**Source document:**
Surrounded by friends and loved ones, Father Richard John Neuhaus, 72, one of our nation’s greatest religious leaders and wisest public intellectuals, died yesterday, struck down by complications arising from a second battle with cancer. His death leaves a great void among those who value the life of both the mind and the spirit, and for anyone who knew him personally, the void is greater still.

The founder and longtime editor in chief of the influential journal First Things, Fr. Neuhaus made many extraordinary contributions to our public discourse. Three come quickly to mind, in addition to the remarkable and ongoing achievement of his magazine, which remains in the capable hands of editor Joseph Bottum. Published in 1984, The Naked Public Square, perhaps the most widely known of Fr. Neuhaus’s many books, showed how an activist judiciary and legal organizations like the ACLU had twisted the meaning of the First Amendment in order to drive religious belief from public occasions and from civil debate. This militant secularism, he persuasively argued, was incompatible with the Founders’ vision of the democratic rights of believers and nonbelievers alike, and it had clearly coarsened our civic culture.

That culture was never far from his concerns. In To Empower People, coauthored with sociologist Peter Berger, Fr. Neuhaus emphasized the decisive importance of civil society for a flourishing social order, above all for the poor. The weakening of “mediating institutions” like the family, church, vibrant neighborhoods, and voluntary associations, which form our moral affinities and give us the fortitude and character to live meaningful lives as citizens, Neuhaus and Berger argued, empowered not people but the suffocating bureaucratic state. A democracy without civil society would soon be no democracy at all.

Despite our economic woes, the U.S. remains the world’s foremost engine of prosperity, but many critics, including prominent Christians, have questioned whether our capitalist economic system conflicts with Christian ideals. Fr. Neuhaus, a Lutheran convert to Catholicism, showed in his 1992 book Doing Well and Doing Good how Christian views on the nature and purpose of man are compatible with capitalism—indeed, how they provide it, in Pope John Paul II’s encyclical Centisimus Annus, with a uniquely rich philosophical anthropology. All of these themes—religion and public life, civil society, faith and capitalism—are at the center of his forthcoming book, American Babylon: Notes of a Christian Exile, which now must serve as a final summation of his thought.

**Excerpted data:**
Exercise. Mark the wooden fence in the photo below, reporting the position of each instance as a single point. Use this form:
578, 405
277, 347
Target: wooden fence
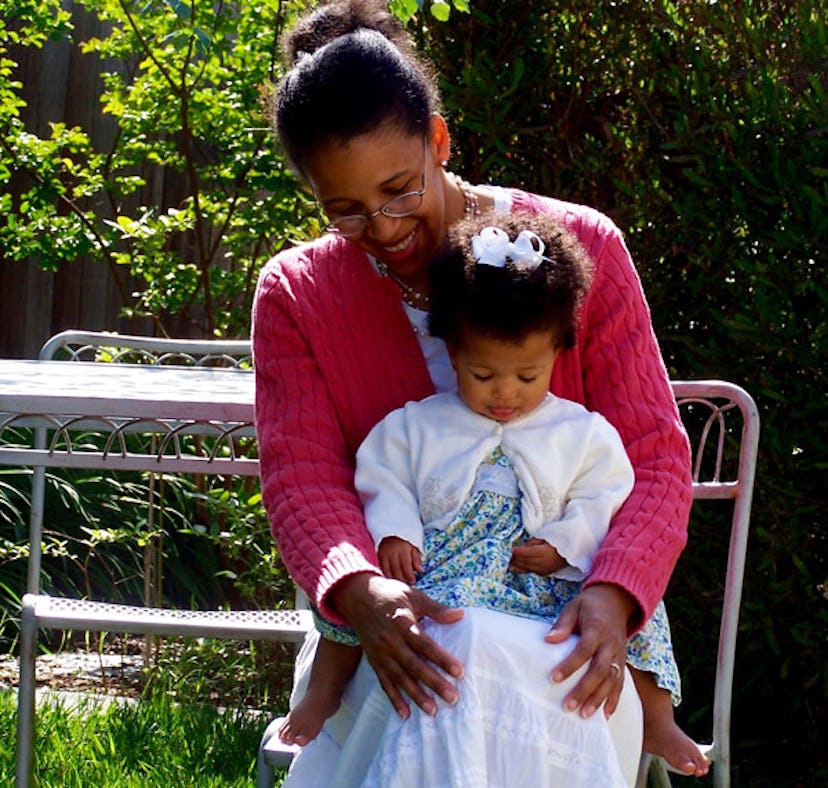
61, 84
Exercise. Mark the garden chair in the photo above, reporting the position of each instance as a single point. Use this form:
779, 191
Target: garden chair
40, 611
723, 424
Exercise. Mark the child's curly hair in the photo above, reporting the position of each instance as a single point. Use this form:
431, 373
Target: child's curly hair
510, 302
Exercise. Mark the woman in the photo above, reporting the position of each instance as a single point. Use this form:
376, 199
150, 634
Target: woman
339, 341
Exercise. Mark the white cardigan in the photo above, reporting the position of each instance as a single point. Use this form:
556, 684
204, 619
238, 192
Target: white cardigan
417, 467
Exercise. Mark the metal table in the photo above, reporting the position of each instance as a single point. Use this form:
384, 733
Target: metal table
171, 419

* * *

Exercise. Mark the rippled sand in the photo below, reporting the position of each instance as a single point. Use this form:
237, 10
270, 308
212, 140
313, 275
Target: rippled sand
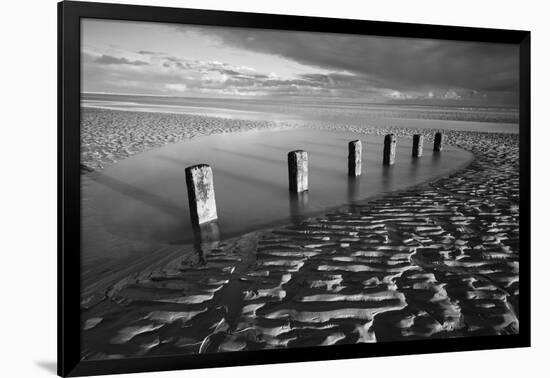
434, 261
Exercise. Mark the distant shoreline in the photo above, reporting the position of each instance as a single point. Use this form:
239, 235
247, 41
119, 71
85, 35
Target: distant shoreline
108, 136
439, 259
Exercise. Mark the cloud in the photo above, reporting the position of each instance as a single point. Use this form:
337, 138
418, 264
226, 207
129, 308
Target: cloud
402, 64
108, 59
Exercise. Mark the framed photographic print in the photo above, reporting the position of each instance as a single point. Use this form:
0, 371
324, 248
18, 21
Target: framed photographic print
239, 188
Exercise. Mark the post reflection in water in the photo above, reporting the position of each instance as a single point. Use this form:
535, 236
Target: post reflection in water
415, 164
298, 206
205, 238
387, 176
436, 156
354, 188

**Problem to solve:**
In the tribute to Father Richard John Neuhaus, restate the passage starting at "That culture was" and ending at "democracy at all.", substituting "smothering" for "suffocating". The records can be set aside.

**Answer space:**
That culture was never far from his concerns. In To Empower People, coauthored with sociologist Peter Berger, Fr. Neuhaus emphasized the decisive importance of civil society for a flourishing social order, above all for the poor. The weakening of “mediating institutions” like the family, church, vibrant neighborhoods, and voluntary associations, which form our moral affinities and give us the fortitude and character to live meaningful lives as citizens, Neuhaus and Berger argued, empowered not people but the smothering bureaucratic state. A democracy without civil society would soon be no democracy at all.